[AUFGABE] Kopiere aus dem Text über den Roman „nachts“ wortgetreu den Abschnitt, der mit „Als wäre es“ beginnt und mit „ist der Tod.“ endet.

[TEXTAUSZUG]
________________________

Als wäre es eine Inszenierung im Internet: Zwei, die sich nicht kennen, führen endlose Telefongespräche. So wie Tag für Tag Menschen ihre durchaus privaten Texte ins Netz stellen, sich einer Gemeinde offenbaren, die sie nicht kennen, auf ein Echo hoffen, das im puren Wort besteht. Gerlind Reinshagen - die Autorin des Romans "nachts" - steht nicht im Verdacht des unentwegten Surfens durch das weltweite Gespinst, in dem sich alle möglichen menschlichen Regungen verfangen haben, auch die, die man für unmöglich gehalten hätte. Das Thema der beiden Romanfiguren, die sich des altmodischen Telefons bedienen, ist der Tod.

Ein Arzt und eine Näherin hängen nächtens am dünnen Draht. Es ist der alternde Mann, der dringend eine Hörwand braucht, der er seine Angst vermitteln kann. Offenkundig ist er einer dieser modernen Menschen, die zwar Reden wollen, aber kaum zuhören können, die sich mitteilen, aber nicht teilen, nur abladen. Menschen die mitten in den großen Städten mit den vielen anderen einsam sind. Scheinbar anders als im Netz, beschränkt sich das Geben und Nehmen im Buch auf nur zwei Menschen. Doch die Anonymität, das Unkörperliche der Kommunikation, die Einbahnstraße des Redens, lässt das Private zum Öffentlichen gerinnen, so wie die Nachrichten von einem gesprochen werden, der seine Empfänger nicht kennt, nicht kennen will.

________________________

Datensatzeinträge
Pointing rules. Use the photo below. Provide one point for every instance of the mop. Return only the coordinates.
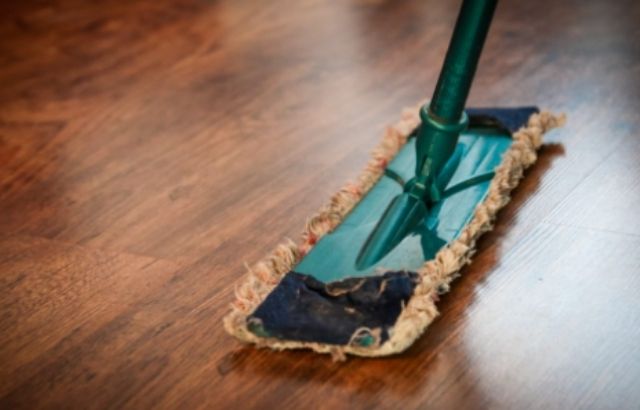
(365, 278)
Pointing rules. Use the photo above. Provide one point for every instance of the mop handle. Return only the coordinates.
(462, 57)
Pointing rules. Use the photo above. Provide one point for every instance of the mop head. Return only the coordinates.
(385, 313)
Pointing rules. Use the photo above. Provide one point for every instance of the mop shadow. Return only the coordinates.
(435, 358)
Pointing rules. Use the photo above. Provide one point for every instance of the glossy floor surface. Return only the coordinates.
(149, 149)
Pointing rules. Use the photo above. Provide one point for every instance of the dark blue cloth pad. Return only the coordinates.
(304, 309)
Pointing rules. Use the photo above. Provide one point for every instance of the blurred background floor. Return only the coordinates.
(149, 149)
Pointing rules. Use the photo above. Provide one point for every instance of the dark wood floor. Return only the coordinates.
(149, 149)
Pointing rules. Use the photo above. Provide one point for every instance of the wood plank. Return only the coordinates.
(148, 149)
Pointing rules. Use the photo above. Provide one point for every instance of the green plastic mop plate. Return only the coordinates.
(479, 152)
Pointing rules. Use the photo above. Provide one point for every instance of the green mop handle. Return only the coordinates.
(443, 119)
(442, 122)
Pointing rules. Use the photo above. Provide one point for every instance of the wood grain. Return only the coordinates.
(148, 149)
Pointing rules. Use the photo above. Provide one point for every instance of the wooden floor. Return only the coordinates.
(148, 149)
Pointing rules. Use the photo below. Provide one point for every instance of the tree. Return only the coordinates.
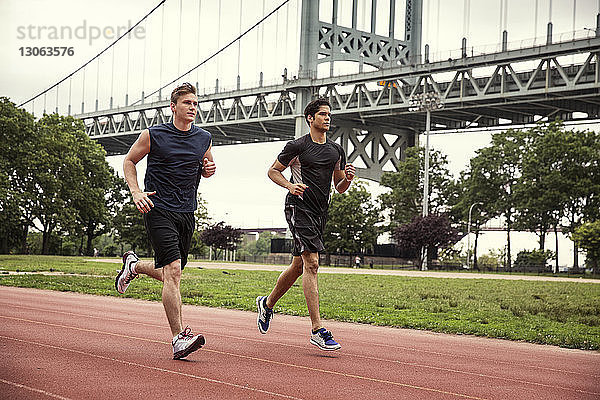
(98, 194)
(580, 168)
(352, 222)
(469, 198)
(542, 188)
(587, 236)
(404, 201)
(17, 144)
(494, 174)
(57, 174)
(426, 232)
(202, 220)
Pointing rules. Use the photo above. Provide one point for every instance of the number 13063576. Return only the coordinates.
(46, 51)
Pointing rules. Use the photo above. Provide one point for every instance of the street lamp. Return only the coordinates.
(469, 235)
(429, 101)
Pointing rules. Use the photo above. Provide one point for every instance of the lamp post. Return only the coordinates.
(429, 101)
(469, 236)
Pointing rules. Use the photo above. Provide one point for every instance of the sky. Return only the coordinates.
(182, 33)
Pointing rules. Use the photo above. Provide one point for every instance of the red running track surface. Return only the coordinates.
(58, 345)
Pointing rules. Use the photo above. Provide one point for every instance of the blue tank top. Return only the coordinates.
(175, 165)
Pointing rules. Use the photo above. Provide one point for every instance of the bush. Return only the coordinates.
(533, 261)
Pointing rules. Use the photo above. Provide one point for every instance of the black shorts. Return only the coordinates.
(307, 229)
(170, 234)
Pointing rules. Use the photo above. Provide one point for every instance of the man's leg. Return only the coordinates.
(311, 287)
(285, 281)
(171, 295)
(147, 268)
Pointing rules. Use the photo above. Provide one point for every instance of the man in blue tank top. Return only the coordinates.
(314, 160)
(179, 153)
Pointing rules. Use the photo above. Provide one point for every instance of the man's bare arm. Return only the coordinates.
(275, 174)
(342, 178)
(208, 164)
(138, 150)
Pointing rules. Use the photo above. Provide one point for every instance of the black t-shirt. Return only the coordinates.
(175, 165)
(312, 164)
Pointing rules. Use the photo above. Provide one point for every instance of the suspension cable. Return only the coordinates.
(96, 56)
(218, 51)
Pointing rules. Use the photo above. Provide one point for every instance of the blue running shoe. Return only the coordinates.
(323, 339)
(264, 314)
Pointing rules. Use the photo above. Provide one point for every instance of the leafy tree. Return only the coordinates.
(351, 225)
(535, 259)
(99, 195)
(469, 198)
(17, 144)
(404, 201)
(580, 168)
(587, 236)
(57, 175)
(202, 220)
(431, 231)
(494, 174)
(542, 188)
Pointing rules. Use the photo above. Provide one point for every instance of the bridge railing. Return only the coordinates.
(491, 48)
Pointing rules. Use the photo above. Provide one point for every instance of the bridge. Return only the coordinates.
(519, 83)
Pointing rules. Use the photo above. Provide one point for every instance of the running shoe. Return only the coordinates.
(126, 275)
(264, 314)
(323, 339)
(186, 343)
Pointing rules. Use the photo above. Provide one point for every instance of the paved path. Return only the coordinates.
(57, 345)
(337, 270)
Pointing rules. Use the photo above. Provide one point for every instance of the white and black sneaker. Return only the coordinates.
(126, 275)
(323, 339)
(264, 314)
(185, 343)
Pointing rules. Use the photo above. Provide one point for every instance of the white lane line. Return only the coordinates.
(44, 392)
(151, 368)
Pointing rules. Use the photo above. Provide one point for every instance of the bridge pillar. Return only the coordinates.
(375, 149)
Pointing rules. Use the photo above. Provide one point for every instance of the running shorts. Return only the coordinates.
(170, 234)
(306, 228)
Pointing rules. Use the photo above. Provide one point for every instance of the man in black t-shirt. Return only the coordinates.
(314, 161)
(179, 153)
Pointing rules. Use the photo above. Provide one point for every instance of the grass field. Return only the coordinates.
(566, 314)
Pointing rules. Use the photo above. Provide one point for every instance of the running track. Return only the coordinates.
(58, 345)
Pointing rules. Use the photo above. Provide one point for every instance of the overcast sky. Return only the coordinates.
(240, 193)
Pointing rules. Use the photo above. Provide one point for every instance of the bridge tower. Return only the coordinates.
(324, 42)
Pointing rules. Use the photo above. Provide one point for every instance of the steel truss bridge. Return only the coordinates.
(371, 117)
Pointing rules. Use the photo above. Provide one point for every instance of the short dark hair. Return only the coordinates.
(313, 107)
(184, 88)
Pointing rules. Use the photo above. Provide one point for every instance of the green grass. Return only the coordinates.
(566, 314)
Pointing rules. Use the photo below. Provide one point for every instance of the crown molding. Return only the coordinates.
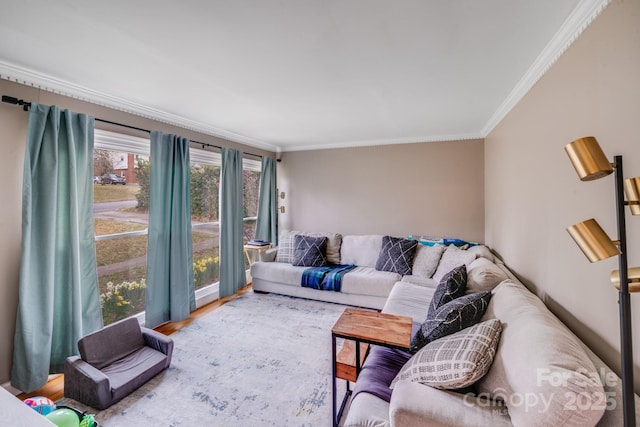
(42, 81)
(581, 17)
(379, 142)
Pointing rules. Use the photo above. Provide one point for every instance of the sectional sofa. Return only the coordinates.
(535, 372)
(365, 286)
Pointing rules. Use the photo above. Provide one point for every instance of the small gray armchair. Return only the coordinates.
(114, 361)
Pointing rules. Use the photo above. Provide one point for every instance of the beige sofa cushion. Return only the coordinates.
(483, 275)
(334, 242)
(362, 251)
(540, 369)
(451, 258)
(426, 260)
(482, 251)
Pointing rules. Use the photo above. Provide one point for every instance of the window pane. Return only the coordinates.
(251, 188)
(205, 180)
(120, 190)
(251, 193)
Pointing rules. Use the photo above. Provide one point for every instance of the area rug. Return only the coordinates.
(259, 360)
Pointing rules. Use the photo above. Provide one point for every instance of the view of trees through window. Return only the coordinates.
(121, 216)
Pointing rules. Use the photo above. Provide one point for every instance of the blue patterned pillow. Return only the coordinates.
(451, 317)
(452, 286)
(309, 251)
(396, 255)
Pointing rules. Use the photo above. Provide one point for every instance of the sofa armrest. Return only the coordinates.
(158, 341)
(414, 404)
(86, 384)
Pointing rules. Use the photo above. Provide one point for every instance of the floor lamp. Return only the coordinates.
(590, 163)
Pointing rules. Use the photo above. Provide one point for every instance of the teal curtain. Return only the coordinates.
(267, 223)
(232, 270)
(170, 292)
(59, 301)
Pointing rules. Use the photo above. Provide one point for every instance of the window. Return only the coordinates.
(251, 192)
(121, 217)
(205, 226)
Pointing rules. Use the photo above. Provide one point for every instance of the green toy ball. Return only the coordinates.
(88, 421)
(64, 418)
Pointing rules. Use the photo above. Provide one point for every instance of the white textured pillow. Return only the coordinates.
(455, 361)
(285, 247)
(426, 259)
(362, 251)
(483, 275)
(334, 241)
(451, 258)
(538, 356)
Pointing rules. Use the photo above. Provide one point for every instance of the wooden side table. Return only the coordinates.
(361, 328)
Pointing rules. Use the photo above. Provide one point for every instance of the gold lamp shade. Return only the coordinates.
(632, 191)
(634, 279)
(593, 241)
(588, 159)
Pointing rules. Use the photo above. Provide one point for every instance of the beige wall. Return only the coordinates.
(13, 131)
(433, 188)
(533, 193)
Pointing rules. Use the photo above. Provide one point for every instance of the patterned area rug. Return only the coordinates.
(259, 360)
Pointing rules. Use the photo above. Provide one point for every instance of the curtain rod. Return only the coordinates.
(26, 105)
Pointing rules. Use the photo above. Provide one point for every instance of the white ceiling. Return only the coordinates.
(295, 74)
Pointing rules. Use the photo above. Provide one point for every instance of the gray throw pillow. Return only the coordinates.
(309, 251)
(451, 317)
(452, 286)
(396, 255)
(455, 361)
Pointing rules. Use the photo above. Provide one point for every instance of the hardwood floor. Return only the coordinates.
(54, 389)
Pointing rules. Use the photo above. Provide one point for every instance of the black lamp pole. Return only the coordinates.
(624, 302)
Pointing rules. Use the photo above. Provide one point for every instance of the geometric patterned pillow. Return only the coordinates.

________________________

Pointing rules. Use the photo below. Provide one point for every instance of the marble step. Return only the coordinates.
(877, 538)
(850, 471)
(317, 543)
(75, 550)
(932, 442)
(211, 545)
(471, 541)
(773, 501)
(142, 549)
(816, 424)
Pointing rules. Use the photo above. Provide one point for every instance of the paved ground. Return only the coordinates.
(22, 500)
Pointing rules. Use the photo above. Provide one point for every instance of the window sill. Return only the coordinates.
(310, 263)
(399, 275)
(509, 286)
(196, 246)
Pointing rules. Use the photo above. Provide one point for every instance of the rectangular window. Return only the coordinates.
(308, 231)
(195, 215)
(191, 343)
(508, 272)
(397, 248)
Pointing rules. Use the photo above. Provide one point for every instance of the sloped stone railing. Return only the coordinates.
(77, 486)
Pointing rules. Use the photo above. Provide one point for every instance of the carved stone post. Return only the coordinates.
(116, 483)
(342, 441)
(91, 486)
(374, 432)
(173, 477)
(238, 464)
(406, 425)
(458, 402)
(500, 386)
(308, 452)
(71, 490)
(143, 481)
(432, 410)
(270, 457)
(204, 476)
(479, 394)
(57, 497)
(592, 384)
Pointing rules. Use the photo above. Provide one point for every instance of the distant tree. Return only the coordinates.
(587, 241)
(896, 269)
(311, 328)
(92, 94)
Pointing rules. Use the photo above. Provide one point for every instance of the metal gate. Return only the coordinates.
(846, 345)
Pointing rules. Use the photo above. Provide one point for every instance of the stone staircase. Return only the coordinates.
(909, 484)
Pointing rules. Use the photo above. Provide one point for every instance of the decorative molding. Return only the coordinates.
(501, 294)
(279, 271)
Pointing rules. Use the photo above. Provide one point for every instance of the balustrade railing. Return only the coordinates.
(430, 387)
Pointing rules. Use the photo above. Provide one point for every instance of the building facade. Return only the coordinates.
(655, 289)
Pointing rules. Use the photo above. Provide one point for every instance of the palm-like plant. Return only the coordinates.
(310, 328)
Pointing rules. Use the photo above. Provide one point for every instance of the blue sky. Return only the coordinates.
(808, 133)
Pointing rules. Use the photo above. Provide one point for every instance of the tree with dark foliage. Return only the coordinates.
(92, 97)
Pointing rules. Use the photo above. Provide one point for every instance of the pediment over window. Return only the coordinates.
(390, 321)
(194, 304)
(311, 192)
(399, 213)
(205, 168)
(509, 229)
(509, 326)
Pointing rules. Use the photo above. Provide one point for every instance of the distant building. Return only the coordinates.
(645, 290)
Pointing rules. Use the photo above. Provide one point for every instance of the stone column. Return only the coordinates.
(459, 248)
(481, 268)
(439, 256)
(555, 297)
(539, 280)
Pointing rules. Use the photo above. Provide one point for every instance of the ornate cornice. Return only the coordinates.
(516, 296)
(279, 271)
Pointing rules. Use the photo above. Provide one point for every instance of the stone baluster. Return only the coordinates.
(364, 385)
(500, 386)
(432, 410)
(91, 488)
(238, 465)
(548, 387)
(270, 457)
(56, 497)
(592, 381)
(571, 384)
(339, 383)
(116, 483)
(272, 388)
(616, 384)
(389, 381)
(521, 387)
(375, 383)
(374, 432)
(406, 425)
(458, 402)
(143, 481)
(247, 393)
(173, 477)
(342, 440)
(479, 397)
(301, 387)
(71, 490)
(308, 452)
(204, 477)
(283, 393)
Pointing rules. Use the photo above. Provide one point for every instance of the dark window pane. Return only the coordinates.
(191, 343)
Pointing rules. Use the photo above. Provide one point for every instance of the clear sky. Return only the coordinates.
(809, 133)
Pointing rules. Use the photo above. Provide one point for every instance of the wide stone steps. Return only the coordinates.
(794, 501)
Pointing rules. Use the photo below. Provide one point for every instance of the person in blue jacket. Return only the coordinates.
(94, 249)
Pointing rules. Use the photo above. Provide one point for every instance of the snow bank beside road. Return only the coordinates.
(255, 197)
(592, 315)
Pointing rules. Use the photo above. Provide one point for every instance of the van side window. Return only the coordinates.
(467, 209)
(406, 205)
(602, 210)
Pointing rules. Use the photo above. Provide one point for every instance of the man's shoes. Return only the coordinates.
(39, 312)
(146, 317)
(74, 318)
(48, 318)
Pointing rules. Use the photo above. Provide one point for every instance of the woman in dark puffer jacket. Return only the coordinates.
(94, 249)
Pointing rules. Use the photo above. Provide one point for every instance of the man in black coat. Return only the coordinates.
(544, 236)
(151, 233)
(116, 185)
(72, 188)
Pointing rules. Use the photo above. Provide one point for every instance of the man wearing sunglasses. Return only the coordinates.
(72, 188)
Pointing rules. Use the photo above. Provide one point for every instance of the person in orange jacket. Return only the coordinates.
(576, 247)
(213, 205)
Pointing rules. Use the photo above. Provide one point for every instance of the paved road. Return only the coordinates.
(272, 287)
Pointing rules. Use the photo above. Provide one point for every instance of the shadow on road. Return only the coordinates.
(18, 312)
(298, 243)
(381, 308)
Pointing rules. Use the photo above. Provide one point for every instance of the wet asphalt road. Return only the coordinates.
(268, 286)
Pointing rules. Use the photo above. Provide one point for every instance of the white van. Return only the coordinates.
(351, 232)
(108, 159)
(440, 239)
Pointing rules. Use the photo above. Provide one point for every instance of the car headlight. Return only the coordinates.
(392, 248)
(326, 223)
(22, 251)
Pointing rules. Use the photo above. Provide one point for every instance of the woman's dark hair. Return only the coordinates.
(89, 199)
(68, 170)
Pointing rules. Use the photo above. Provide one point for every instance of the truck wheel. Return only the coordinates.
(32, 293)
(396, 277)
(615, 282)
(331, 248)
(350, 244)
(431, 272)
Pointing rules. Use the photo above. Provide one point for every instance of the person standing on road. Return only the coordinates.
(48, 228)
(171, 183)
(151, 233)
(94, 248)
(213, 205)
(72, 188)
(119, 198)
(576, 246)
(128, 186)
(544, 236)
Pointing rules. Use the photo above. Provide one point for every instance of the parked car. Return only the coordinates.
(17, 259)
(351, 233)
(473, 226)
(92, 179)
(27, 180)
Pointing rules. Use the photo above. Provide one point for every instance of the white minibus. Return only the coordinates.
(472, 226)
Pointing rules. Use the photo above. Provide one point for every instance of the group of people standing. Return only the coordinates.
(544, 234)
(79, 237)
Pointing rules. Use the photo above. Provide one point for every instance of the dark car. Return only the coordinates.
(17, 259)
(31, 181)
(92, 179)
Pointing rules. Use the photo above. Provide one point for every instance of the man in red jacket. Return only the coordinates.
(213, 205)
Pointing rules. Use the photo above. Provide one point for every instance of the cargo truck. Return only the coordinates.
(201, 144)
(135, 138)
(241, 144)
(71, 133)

________________________

[LÖSUNG]
Als wäre es eine Inszenierung im Internet: Zwei, die sich nicht kennen, führen endlose Telefongespräche. So wie Tag für Tag Menschen ihre durchaus privaten Texte ins Netz stellen, sich einer Gemeinde offenbaren, die sie nicht kennen, auf ein Echo hoffen, das im puren Wort besteht. Gerlind Reinshagen - die Autorin des Romans "nachts" - steht nicht im Verdacht des unentwegten Surfens durch das weltweite Gespinst, in dem sich alle möglichen menschlichen Regungen verfangen haben, auch die, die man für unmöglich gehalten hätte. Das Thema der beiden Romanfiguren, die sich des altmodischen Telefons bedienen, ist der Tod.